:: WORK INSTRUCTIONS ::
Copy out, exactly as written, only the line containing "of the turquoise" and the lines after it through the end of the records.

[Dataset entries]

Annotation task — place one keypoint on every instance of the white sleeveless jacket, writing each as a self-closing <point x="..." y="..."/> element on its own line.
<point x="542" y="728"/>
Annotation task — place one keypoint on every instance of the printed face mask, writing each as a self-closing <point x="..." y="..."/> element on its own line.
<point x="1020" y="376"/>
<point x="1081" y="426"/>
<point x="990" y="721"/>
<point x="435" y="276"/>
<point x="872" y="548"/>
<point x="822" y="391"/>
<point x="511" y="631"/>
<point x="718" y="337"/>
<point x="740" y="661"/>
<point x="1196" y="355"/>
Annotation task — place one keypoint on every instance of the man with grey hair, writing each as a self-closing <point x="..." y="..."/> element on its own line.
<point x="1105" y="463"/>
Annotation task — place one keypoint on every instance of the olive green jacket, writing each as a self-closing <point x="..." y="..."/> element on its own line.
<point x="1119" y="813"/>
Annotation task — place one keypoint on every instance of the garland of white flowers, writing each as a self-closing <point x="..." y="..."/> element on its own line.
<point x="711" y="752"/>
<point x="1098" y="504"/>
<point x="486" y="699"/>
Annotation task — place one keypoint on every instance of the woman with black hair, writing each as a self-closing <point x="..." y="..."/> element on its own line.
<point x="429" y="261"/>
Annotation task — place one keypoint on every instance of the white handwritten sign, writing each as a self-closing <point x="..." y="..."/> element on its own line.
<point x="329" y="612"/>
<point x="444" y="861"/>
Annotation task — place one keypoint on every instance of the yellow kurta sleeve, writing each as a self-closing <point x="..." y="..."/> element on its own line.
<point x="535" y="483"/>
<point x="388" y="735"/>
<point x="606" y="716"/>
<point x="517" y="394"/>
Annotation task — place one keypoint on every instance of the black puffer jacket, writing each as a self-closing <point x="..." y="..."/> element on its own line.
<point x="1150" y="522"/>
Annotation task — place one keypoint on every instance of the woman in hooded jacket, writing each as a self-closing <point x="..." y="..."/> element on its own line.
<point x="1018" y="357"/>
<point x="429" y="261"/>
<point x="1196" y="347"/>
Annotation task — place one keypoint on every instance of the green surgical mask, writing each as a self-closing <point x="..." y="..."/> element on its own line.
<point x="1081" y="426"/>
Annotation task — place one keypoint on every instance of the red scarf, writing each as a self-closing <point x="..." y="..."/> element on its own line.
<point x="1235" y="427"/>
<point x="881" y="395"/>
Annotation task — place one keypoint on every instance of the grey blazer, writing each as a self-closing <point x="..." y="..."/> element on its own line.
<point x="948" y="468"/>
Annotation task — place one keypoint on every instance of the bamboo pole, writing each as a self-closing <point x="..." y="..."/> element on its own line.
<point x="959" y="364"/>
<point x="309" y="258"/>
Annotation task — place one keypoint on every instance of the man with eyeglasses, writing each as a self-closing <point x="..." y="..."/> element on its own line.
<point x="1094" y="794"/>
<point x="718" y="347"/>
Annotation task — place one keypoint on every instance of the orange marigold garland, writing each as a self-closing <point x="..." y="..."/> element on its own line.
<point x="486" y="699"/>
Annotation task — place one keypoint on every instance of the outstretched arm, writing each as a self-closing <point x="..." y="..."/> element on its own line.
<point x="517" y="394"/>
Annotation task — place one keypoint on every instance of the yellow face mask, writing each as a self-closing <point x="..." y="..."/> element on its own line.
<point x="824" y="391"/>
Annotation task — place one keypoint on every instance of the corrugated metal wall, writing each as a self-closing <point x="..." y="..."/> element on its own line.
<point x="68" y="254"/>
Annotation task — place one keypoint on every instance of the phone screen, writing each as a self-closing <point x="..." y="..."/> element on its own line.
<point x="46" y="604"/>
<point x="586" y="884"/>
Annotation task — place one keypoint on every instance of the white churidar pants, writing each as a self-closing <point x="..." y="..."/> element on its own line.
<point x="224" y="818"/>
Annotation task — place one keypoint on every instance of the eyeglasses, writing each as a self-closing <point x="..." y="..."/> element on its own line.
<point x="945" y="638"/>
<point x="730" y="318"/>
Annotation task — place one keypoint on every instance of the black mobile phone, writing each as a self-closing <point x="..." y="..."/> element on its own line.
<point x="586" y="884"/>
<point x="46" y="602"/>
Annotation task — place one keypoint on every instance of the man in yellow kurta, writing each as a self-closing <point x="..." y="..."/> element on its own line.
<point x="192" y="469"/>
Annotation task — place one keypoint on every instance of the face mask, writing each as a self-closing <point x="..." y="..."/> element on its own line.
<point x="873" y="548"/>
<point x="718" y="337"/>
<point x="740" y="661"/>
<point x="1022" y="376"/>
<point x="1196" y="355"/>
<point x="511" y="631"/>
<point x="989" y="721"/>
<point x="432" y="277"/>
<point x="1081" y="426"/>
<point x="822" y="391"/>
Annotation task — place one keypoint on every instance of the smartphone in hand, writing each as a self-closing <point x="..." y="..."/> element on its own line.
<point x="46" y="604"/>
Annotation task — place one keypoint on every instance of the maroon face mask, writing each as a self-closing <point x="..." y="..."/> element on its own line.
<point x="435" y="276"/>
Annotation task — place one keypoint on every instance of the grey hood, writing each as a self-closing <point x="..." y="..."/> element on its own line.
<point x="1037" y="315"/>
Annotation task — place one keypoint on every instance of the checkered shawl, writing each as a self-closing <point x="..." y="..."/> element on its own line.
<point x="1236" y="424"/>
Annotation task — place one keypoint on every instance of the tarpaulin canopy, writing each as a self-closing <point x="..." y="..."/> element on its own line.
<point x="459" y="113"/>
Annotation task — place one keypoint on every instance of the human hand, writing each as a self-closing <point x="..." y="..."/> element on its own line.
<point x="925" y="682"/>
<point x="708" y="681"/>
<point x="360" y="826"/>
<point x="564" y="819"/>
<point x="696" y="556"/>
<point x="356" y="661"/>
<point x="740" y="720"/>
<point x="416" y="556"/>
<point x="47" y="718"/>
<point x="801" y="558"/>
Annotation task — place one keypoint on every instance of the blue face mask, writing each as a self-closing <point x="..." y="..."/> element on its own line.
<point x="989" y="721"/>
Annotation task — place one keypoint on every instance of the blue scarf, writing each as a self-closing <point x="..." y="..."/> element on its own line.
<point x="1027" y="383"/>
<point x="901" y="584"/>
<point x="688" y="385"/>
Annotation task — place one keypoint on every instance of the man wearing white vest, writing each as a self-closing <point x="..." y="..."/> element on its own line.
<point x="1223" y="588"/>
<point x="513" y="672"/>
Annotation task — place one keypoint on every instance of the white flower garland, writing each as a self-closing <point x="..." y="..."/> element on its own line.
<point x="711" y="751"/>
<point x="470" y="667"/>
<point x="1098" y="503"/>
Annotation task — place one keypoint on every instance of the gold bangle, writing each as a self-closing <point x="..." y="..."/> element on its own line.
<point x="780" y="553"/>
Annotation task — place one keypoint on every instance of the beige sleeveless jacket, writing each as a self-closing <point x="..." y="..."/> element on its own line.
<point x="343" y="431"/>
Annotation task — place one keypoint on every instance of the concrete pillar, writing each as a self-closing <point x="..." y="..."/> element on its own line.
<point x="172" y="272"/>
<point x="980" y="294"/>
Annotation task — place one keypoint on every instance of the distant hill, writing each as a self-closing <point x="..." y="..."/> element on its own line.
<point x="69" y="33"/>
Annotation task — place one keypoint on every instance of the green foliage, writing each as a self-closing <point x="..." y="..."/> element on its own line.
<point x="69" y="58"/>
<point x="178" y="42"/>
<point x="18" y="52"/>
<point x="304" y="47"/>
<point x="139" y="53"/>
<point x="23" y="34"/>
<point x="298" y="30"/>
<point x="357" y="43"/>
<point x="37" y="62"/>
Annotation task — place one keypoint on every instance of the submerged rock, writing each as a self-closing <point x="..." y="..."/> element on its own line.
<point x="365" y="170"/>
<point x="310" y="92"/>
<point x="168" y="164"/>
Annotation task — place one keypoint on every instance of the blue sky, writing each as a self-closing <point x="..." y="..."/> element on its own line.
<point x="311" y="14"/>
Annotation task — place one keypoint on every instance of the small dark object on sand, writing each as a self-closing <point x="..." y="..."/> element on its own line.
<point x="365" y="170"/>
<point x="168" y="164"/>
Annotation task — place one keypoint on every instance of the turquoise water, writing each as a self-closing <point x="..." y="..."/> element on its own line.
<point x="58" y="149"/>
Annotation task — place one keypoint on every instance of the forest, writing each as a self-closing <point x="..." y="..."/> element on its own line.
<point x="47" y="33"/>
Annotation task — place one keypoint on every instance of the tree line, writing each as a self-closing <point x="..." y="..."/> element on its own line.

:: ANSWER SECTION ::
Annotation task — place one keypoint on every instance of the turquoise water, writing each as a self-closing <point x="..." y="..."/> element on its own line.
<point x="58" y="149"/>
Annotation task — place one keypoint on every instance of the forest, writing each as a self-closing <point x="..." y="..."/> element on its own line.
<point x="47" y="33"/>
Annotation task — place one keypoint on every instance of the tree line, writing each as a self-closing <point x="..." y="..."/> element on its own line.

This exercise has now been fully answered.